__Prompt__
From the first line to the last, reproduce the records exactly.

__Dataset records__
Start of Block

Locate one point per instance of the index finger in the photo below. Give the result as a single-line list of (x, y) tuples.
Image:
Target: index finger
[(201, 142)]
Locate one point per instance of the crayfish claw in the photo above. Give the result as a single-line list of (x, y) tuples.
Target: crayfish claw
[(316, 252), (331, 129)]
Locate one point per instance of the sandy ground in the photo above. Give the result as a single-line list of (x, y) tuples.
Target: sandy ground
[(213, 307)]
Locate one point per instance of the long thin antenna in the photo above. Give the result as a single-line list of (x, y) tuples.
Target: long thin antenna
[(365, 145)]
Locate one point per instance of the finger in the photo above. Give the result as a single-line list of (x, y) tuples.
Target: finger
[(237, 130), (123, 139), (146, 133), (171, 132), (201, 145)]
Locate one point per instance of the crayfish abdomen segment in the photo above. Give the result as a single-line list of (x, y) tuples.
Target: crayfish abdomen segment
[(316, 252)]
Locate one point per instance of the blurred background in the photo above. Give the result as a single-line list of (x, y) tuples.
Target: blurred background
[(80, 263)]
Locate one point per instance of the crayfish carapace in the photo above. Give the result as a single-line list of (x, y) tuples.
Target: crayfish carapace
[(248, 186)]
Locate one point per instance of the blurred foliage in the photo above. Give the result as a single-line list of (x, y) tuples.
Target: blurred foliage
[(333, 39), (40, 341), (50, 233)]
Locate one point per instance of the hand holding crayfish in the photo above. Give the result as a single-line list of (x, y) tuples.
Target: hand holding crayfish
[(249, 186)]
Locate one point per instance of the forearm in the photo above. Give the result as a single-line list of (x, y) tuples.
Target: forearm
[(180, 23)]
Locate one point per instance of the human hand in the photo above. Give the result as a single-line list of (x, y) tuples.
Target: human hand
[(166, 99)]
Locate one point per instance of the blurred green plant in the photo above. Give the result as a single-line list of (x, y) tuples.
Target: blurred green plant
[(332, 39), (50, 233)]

End of Block

__Written answer__
Locate one point per instance of the index finger in the photo below. Give the result as a single-line list of (x, y) tuples.
Image:
Target: index finger
[(201, 142)]
Locate one point per instance of the crayfish claw in the photo above. Give the result as a single-line list of (x, y) tuples.
Target: crayfish claw
[(316, 252), (331, 129)]
Locate one point per instance of the sandy ground in the photo above. Give the result as a single-line list of (x, y) tuples.
Target: sandy ground
[(213, 307)]
Locate one point per instance of the long thin antenna in the photo above. Give the result as a single-line list of (x, y) tuples.
Target: long thin antenna
[(365, 145)]
Locate one point per instance of the finger in the photo above. Give the result as a single-line list of (x, y) tuples.
Target: finger
[(237, 130), (123, 139), (146, 133), (171, 132), (201, 145)]
Locate one point per instance of the crayfish abdomen segment in the photo above. Give the result as a single-line list of (x, y) tuples.
Target: crayfish abdomen segment
[(316, 252)]
Locate one point per instance of the blurred background in the photo above. Give the result as a single-line list of (x, y) tuples.
Target: blurred background
[(80, 263)]
Locate one point per instance of the crayfish carapace in the photo above. Give the result as a single-line list of (x, y) tuples.
Target: crayfish carapace
[(248, 186)]
Locate one point per instance of the blurred foliage in the photo above. Give the result as a single-line list of (x, y) tuples.
Target: blurred foliage
[(333, 39), (40, 341), (50, 233)]
Locate one point per instance of the hand holding crayfish in the photo above. Give the result as a single-line list of (x, y) tuples.
Target: hand holding crayfish
[(249, 186)]
Locate one point per instance of the forearm in the photo above. Give the result as a single-line list of (x, y) tuples.
Target: forearm
[(180, 23)]
Locate one point per instance of the human hand in the photo above. Give the result as a single-line list of (x, y) tuples.
Target: human hand
[(166, 99)]
Locate one point per instance of the blurred green plant in the photo above. Give the result as a single-line list of (x, y) tuples.
Target: blurred green plant
[(332, 39), (50, 233)]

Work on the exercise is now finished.